Collection entries
┌────────

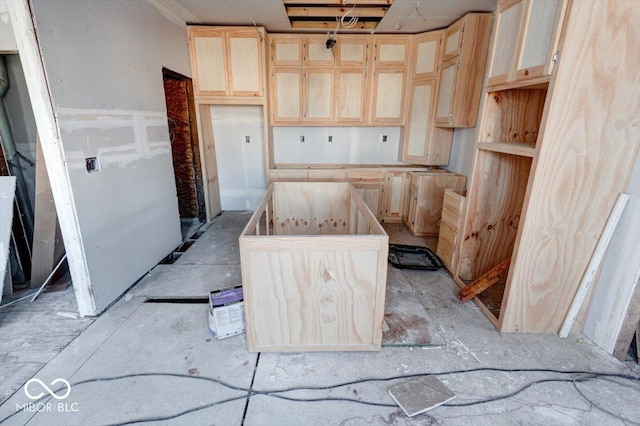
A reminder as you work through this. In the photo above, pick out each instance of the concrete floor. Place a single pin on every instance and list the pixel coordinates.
(156, 363)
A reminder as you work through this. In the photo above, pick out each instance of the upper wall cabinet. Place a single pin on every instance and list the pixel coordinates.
(465, 55)
(391, 51)
(426, 55)
(527, 35)
(227, 61)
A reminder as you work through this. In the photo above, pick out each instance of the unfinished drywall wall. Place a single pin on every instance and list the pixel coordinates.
(23, 124)
(619, 273)
(462, 151)
(349, 145)
(7, 40)
(241, 166)
(104, 64)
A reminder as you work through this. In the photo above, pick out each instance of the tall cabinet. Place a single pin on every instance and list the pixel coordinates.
(552, 154)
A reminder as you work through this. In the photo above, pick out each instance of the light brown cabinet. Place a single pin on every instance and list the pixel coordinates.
(527, 36)
(388, 97)
(367, 76)
(465, 54)
(426, 195)
(395, 193)
(548, 167)
(227, 61)
(424, 143)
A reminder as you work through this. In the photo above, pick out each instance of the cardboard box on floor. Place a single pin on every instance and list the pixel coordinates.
(226, 312)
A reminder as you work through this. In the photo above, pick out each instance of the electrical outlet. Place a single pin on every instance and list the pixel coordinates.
(92, 164)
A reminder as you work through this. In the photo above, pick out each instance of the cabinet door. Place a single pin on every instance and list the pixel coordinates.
(505, 41)
(453, 40)
(316, 52)
(426, 55)
(286, 50)
(448, 76)
(417, 131)
(286, 100)
(351, 51)
(318, 95)
(246, 63)
(388, 96)
(540, 35)
(208, 54)
(392, 51)
(394, 196)
(350, 95)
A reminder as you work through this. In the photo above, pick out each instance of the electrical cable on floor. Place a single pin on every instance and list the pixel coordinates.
(275, 393)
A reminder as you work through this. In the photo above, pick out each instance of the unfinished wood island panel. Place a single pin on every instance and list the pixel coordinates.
(314, 267)
(550, 162)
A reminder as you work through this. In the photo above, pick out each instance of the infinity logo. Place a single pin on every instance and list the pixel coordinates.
(52, 393)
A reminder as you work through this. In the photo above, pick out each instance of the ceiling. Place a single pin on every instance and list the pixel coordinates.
(401, 16)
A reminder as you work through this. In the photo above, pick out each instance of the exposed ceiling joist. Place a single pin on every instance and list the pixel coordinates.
(330, 25)
(338, 2)
(375, 12)
(348, 14)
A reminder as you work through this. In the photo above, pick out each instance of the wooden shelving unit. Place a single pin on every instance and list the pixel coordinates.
(552, 154)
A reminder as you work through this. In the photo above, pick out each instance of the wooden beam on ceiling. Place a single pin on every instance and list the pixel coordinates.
(339, 2)
(361, 12)
(330, 25)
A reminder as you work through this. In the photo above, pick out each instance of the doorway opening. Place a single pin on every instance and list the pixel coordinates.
(183, 135)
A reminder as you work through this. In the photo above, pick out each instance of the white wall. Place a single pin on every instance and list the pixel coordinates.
(241, 166)
(23, 124)
(351, 145)
(103, 61)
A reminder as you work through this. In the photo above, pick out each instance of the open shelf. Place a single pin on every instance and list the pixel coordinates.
(512, 117)
(492, 221)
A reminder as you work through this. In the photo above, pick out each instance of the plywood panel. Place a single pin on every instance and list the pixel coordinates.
(245, 64)
(313, 297)
(513, 115)
(211, 72)
(311, 209)
(494, 211)
(431, 189)
(589, 146)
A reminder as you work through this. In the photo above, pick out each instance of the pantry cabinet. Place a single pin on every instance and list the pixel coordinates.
(227, 61)
(527, 36)
(549, 165)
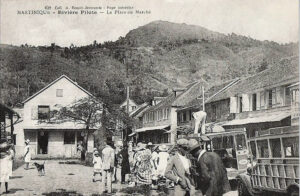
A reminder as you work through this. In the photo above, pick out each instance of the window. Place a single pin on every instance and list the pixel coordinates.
(288, 98)
(69, 137)
(59, 92)
(168, 111)
(240, 104)
(263, 149)
(291, 146)
(272, 98)
(43, 112)
(184, 116)
(241, 142)
(214, 113)
(254, 102)
(275, 147)
(253, 149)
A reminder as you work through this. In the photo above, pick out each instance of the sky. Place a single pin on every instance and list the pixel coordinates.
(274, 20)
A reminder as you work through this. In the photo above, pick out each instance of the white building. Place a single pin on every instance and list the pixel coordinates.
(132, 105)
(52, 139)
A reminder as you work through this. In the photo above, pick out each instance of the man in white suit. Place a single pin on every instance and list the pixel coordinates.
(200, 118)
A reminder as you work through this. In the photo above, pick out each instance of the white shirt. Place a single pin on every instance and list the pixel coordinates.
(185, 162)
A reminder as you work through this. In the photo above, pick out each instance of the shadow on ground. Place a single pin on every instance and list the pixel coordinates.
(13, 191)
(15, 177)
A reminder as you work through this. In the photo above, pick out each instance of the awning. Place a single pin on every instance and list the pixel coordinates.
(131, 134)
(258, 119)
(152, 128)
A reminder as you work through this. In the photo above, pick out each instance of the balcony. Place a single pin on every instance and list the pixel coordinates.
(251, 114)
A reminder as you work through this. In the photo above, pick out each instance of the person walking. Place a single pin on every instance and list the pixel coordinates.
(143, 165)
(178, 170)
(97, 161)
(162, 160)
(27, 154)
(108, 157)
(125, 167)
(5, 160)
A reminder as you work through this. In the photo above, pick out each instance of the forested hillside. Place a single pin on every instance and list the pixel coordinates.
(152, 59)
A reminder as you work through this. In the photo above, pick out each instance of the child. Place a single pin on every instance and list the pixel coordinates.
(97, 161)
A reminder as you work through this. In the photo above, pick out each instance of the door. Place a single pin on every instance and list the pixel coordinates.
(42, 142)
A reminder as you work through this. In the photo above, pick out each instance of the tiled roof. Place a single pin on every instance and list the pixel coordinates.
(192, 91)
(210, 93)
(287, 70)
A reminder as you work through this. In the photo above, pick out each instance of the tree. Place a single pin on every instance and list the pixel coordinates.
(86, 111)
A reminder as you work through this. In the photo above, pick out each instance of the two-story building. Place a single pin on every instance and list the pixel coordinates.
(259, 102)
(159, 121)
(51, 139)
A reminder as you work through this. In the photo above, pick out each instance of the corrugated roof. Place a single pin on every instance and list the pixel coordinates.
(287, 70)
(192, 91)
(53, 82)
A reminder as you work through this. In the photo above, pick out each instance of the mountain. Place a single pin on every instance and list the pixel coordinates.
(156, 57)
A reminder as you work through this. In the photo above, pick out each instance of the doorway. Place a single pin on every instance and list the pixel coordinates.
(42, 142)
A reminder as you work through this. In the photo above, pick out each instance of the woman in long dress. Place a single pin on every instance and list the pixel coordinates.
(27, 154)
(5, 158)
(163, 157)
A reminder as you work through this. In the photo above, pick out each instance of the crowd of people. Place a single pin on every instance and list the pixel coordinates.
(145, 165)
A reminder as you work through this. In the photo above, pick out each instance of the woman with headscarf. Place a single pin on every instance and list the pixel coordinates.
(27, 154)
(178, 170)
(143, 166)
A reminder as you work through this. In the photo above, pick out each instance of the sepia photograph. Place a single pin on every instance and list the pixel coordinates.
(149, 97)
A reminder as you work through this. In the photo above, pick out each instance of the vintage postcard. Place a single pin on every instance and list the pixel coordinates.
(149, 97)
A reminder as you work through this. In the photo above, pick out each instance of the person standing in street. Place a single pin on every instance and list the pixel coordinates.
(5, 160)
(108, 157)
(27, 154)
(125, 167)
(178, 170)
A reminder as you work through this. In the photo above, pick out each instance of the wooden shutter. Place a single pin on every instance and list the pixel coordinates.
(233, 105)
(262, 100)
(279, 96)
(34, 112)
(245, 102)
(258, 100)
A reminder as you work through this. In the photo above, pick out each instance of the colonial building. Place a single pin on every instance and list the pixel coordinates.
(159, 121)
(51, 139)
(131, 105)
(265, 100)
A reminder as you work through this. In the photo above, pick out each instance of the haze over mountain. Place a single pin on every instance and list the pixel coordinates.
(156, 58)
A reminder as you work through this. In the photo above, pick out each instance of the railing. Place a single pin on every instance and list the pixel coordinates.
(275, 174)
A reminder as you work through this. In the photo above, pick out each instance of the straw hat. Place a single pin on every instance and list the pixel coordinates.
(193, 144)
(140, 146)
(182, 142)
(27, 141)
(163, 148)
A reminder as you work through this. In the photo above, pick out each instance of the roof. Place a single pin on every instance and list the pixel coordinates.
(49, 85)
(192, 91)
(152, 128)
(259, 119)
(210, 93)
(285, 71)
(139, 110)
(7, 109)
(130, 100)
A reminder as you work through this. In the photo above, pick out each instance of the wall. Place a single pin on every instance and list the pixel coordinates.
(71, 93)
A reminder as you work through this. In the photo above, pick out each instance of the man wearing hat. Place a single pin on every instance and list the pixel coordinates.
(178, 170)
(213, 175)
(163, 157)
(5, 160)
(108, 157)
(27, 154)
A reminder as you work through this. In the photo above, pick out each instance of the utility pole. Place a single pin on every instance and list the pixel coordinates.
(203, 99)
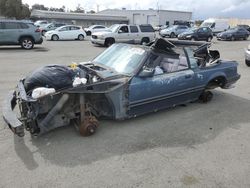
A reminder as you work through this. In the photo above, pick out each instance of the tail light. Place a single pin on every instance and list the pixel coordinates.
(38, 30)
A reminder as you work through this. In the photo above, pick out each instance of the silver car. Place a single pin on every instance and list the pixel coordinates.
(13, 32)
(173, 31)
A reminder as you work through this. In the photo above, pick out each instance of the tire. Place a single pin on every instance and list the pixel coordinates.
(54, 37)
(192, 39)
(43, 32)
(109, 42)
(172, 35)
(144, 41)
(80, 37)
(209, 39)
(27, 43)
(206, 96)
(247, 63)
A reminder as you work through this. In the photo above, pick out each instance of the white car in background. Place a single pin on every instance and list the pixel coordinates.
(95, 28)
(68, 32)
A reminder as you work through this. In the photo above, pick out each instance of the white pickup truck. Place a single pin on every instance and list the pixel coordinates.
(122, 33)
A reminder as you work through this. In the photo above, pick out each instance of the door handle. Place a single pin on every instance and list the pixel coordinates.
(188, 76)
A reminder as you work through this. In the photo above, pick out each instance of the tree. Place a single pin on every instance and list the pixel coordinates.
(79, 9)
(14, 9)
(39, 7)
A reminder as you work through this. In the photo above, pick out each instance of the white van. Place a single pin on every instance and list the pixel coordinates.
(217, 25)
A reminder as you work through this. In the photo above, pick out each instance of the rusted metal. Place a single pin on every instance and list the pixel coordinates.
(88, 126)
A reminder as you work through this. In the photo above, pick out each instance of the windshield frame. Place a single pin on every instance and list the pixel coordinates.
(140, 62)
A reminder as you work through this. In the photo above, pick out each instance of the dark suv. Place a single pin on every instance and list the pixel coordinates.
(13, 32)
(202, 33)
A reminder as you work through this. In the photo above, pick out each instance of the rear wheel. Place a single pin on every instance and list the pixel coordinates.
(172, 35)
(55, 37)
(27, 43)
(206, 96)
(109, 42)
(209, 39)
(144, 41)
(80, 37)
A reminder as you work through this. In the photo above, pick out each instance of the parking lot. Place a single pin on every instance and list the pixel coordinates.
(198, 145)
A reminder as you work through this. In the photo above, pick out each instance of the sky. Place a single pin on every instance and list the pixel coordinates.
(201, 9)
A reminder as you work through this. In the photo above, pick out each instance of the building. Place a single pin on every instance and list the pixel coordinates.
(78, 18)
(153, 17)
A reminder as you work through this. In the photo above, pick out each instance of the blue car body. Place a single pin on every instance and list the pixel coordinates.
(121, 92)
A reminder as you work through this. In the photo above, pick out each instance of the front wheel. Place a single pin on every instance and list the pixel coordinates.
(80, 37)
(109, 42)
(206, 96)
(172, 35)
(27, 43)
(55, 37)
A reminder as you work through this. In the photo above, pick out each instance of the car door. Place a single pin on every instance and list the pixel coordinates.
(163, 89)
(134, 34)
(123, 35)
(64, 33)
(11, 32)
(202, 34)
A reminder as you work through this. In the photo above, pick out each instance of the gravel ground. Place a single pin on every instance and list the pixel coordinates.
(200, 145)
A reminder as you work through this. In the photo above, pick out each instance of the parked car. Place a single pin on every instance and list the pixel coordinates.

└────────

Transcribe only what runs from the line with "the car door." to the last line above, keeping every line exactly as written.

SOLUTION TO THE EXERCISE ▸
A reminder as you work through this. In the photo above, pick out each instance of the car door. Place a single pin on every instance and list the pixel coordinates.
(163, 89)
(134, 34)
(123, 35)
(64, 33)
(11, 32)
(202, 34)
A reminder as you work through this. In the photo above, pick out each instance of the gravel ground. Place a single pin on every instance and list the pixel coordinates.
(200, 145)
A reminder as you work through this. In the photo above, pick out each instance of the parked car. Place a single pin on every instance and list the pixel coordinates.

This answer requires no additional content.